Task description: Repeat each line of the material below without change.
────────────────
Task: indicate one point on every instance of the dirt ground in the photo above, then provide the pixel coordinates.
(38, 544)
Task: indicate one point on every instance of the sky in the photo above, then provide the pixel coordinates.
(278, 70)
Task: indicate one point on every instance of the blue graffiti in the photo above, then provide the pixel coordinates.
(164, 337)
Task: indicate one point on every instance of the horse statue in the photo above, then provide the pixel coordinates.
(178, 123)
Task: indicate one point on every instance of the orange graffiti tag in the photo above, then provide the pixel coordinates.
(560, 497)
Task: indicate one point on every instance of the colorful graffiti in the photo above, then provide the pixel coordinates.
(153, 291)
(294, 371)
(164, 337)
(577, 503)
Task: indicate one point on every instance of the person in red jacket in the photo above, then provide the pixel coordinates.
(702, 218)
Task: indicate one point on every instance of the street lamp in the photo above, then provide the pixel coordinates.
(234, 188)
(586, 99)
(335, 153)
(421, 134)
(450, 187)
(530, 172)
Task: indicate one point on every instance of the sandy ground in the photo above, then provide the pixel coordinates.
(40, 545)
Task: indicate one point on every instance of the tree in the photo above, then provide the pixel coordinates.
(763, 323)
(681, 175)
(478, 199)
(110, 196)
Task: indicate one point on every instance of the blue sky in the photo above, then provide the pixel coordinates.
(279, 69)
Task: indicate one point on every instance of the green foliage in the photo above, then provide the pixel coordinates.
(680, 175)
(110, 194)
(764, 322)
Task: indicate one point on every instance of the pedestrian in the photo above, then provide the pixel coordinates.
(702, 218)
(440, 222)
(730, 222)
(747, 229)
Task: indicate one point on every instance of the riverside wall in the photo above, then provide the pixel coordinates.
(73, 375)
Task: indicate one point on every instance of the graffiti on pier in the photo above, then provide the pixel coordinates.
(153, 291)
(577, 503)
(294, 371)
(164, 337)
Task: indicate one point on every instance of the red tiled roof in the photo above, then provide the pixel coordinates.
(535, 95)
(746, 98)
────────────────
Result:
Task: indicate one point on every instance of the dirt ground in the photo above, then provide the pixel coordinates.
(38, 544)
Task: indicate one point on every instance of the sky in the photo above, then provide the pixel coordinates.
(278, 70)
Task: indicate one point on every instance of the blue graffiti in the photo above, then provide the pixel coordinates.
(164, 337)
Task: indicate one point on every instance of the horse statue in the photo above, then provide the pixel coordinates.
(178, 123)
Task: indicate one point on every instance of the orange graffiti tag in the photo above, then provide the pixel coordinates.
(560, 497)
Task: indicate one point on every instance of the colorful graffiti in the photo above, then provide the pixel coordinates.
(153, 291)
(294, 371)
(164, 337)
(577, 503)
Task: indicate one point on every instance of the person in red jacket in the photo above, then provide the pixel coordinates.
(702, 218)
Task: indicate one point on every instance of the street lamp in the photo above, then provide the pixel coordinates.
(234, 188)
(586, 99)
(335, 153)
(421, 134)
(450, 187)
(530, 172)
Task: indicate one point on every instance of the sandy ground in the photo above, then provide the pixel coordinates.
(40, 545)
Task: indicate one point on every instance of the tree in the photo above, then provide the pixel coordinates.
(763, 323)
(681, 175)
(478, 199)
(110, 196)
Task: indicate one point on every instance of the blue sky in the photo above, then provide the pixel coordinates.
(279, 69)
Task: indicate one point on every instance of the green foliage in the photo above, then provide the pixel coordinates.
(680, 175)
(110, 194)
(764, 322)
Task: indicate one point on every instance of the pedestrian in the photo above, then provide the pixel coordinates.
(702, 218)
(440, 222)
(730, 222)
(747, 229)
Task: indicate one point on every instance of the riverside wall in the photo above, then provide the pixel coordinates.
(73, 375)
Task: indicate one point on every instance of the graffiti on pier in the photo above, then provide the pixel coordinates.
(153, 291)
(577, 503)
(294, 371)
(164, 337)
Task: indicate one point on every instance of the red tiled roof in the photo above, then provide the pixel coordinates.
(535, 95)
(746, 98)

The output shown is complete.